Records from a data collection
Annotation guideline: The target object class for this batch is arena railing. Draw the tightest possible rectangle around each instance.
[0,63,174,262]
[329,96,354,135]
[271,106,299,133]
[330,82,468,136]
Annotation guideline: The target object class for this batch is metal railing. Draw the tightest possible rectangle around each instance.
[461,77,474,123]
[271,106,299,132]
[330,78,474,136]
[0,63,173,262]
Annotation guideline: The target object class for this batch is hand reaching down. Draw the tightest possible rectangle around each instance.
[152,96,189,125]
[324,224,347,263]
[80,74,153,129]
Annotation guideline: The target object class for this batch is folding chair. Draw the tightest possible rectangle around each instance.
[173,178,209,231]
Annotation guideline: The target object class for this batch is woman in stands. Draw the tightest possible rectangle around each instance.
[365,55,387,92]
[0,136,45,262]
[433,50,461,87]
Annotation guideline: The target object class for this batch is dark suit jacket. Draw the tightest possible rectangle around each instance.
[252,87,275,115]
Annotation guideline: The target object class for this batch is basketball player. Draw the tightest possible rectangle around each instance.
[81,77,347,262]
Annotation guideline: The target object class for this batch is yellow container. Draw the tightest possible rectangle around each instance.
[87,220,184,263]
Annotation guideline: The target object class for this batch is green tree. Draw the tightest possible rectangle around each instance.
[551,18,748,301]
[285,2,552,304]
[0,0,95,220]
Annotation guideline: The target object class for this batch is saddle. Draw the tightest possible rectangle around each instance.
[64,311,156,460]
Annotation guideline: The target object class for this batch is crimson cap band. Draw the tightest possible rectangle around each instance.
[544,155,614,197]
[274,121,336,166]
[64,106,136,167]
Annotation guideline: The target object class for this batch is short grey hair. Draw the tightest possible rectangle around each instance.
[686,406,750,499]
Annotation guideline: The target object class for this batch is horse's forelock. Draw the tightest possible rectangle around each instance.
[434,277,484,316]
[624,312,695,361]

* [DIRECTIONS]: Copy every line of the material above word for word, keeping each one unchanged.

* [EXERCISE RESULT]:
Annotation guideline: The target object class for this batch is arena railing. Draw the tightest possible rectangle around each instance.
[0,63,174,262]
[329,96,354,135]
[271,106,299,133]
[330,82,468,136]
Annotation guideline: The target object class for this batch is metal railing. Draw the tightest possible rectangle around each instance.
[461,77,474,123]
[271,106,299,132]
[330,78,474,136]
[0,63,173,262]
Annotation guideline: The target object class for this batch is hand reaching down. Draw the tightest possible rectangle around each instance.
[152,96,189,125]
[324,224,347,263]
[80,74,153,129]
Annotation guideline: The target object class for this batch is folding chair. Draw the tightest possible rectangle around each instance.
[173,178,209,231]
Annotation guideline: The target object class for this batch is woman in stands. Draw the tightest possible rectangle around each instance.
[365,55,387,92]
[0,136,45,262]
[433,50,461,87]
Annotation guideline: The target object class for this batch is dark suit jacket. Draw the tightest possible rectangle around each instance.
[252,87,275,115]
Annotation guideline: The target object class for this batch is basketball player. Draw the tightest possible rectangle around each instance.
[81,77,347,262]
Annotation guideline: The target object class for this batch is yellow container. Draw the tightest possible rectangle around each instance.
[87,220,184,263]
Annotation guideline: The target object class for this batch is green tree. Draw the tightest possible rectangle around each instance.
[551,18,748,301]
[285,2,552,304]
[0,0,95,220]
Annotation guideline: The target object class for this batch is saddle. Draw the tightest possible rectangle around each instance.
[64,311,156,460]
Annotation guideline: The target object class for this batch is crimson cap band. Draw the tightest possible rectangle around each instance.
[544,155,614,197]
[274,121,336,166]
[64,106,136,167]
Annotation guideline: The target object class for this batch is short grey hair. Draw the tightest possible rectangle around each instance.
[686,406,750,499]
Annotation guideline: The target object class for this batch is horse's forelock. Draw the tightest possible rectangle around each instance.
[434,277,484,316]
[624,312,695,361]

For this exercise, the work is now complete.